▸ **Exercise goal**
Reproduce the lines below exactly. Skip images.

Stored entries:
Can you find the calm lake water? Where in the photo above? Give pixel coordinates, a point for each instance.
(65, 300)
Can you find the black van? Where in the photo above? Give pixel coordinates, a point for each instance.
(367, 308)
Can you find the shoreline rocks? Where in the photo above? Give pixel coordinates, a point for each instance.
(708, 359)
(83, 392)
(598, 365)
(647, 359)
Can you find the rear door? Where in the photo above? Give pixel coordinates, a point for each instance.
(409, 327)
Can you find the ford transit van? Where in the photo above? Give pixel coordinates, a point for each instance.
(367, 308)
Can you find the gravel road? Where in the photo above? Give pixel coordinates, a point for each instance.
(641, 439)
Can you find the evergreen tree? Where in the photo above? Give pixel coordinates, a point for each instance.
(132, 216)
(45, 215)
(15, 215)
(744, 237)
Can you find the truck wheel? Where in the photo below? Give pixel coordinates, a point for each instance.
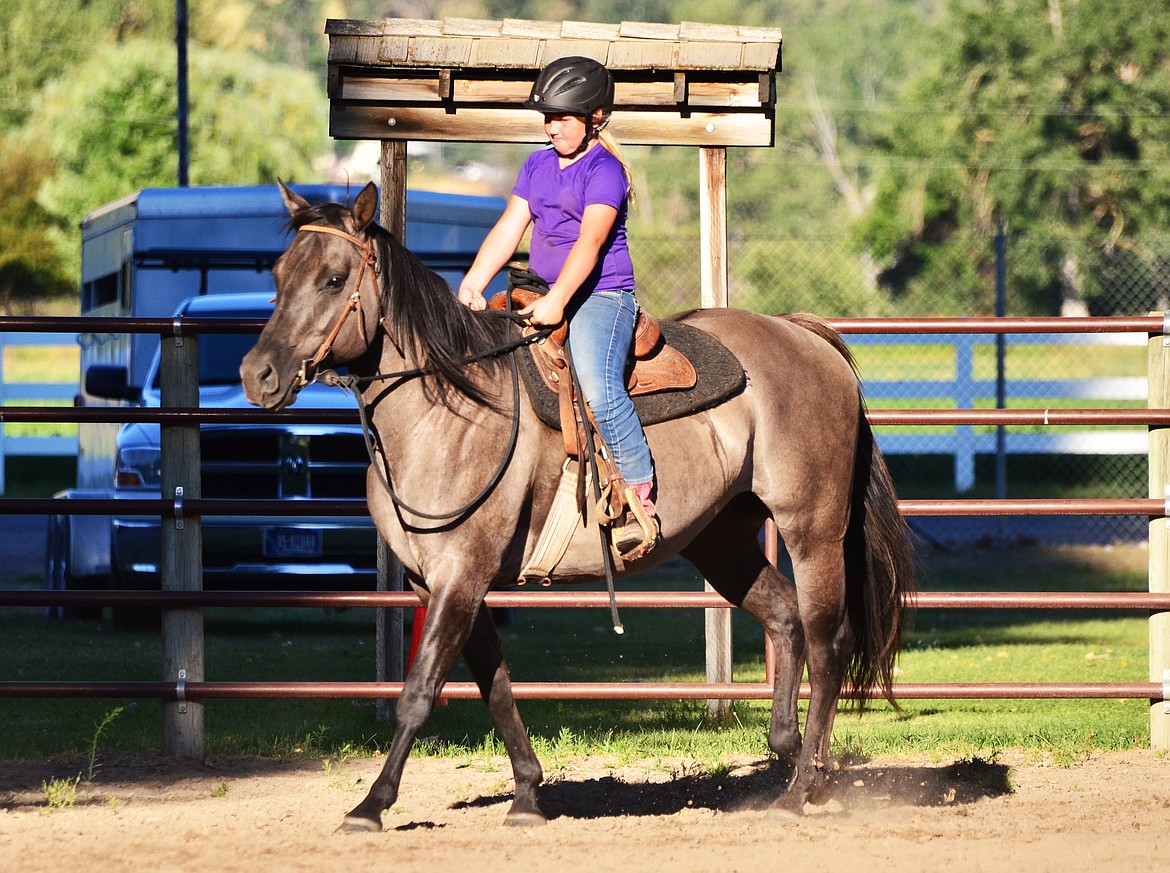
(132, 618)
(57, 575)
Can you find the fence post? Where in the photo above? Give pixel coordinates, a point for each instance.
(713, 245)
(964, 399)
(389, 621)
(183, 548)
(4, 455)
(1158, 373)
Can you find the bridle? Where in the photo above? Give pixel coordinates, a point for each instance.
(369, 259)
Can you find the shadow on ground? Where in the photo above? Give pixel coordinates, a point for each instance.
(963, 782)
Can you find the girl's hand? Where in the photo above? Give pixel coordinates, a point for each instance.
(472, 298)
(546, 311)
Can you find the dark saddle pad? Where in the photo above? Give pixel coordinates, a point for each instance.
(720, 377)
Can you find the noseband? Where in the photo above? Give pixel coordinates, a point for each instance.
(365, 247)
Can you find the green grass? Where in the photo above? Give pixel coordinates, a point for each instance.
(659, 645)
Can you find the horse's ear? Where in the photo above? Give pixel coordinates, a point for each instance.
(365, 206)
(293, 200)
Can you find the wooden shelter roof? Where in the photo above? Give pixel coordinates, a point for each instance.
(467, 78)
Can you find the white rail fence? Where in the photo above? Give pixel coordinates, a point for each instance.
(34, 393)
(963, 391)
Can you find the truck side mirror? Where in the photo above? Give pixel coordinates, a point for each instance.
(111, 382)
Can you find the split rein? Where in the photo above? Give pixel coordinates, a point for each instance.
(353, 384)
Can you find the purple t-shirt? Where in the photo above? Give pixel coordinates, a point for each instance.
(557, 199)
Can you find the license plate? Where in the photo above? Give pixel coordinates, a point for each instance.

▸ **Exercise result**
Can you find the calm lake water? Where in the photo above? Give pixel coordinates, a point for each instance.
(65, 300)
Can you find the black van? Where in the photo above? Give pixel coordinates, a point for each instance.
(367, 308)
Can you find the shoreline rocks? Where in the photo above? Give pixel coordinates, a point for each instance.
(708, 359)
(83, 392)
(598, 365)
(647, 359)
Can you find the rear door? Where in the photo above? Give pixel coordinates, a point for each instance.
(409, 327)
Can you find the ford transit van? Where in the photo above? Give pixel coordinates, a point for each instance.
(367, 308)
Can you find the gravel road? Where in the photo above? Give pixel coordinates, a point for each instance.
(641, 439)
Can you find the evergreen tree? Where in the photo above? Give pixel coordinates, a point for each instance.
(132, 216)
(45, 215)
(15, 215)
(744, 237)
Can you find the truck wheel? Where in the photo below? Give pixel coordinates, a point for each instance.
(132, 618)
(57, 575)
Can you find the fence post? Where in the photo above? Give pixel coordinates, a point for each instance.
(713, 245)
(964, 399)
(389, 621)
(183, 548)
(4, 455)
(1158, 373)
Can you find the bridle? Where in the photo above? Give pixel coordinates, a point for each instance.
(369, 259)
Can you find the shadow on ground? Where in the photo above? Give pixel coordinates, a point for each instance.
(963, 782)
Can you find the girl's hand? Where in the photo above? Give pixel coordinates, a point for each instance.
(472, 298)
(546, 311)
Can you find the dark saddle pad? Where in the photo above? Give pixel coordinates, a point for each instance.
(720, 377)
Can you find the noseband? Where in the photo above? Give pixel coordinates, a point for each instance.
(365, 247)
Can you find the green grass? Where in the photo above? Give pixel coordinates, a point for each instance.
(659, 645)
Can you find the horse's ear? Where in the photo above? Give pixel coordinates, a point for each instance.
(365, 206)
(293, 200)
Can you find the wooden shelter roof? Where in the photo above? Give pixel coordinates, a point for each instance.
(467, 78)
Can you find the white rail fence? Where in the photo above? Give pixel coordinates, a point for each instance.
(34, 393)
(963, 391)
Can you find the truck side mirror? Where in the photo above? Give pixel coordinates, a point for each instance.
(111, 382)
Can you find the split rein? Where in the photo above? Give pixel coordinates, a point for each instance.
(353, 384)
Can you find the purple t-shirt? Where in the photo above? Give pixel coordinates, a point for each instance.
(557, 199)
Can you find the license plate? Where in the photo above? Give pixel coordinates, a point for each instance.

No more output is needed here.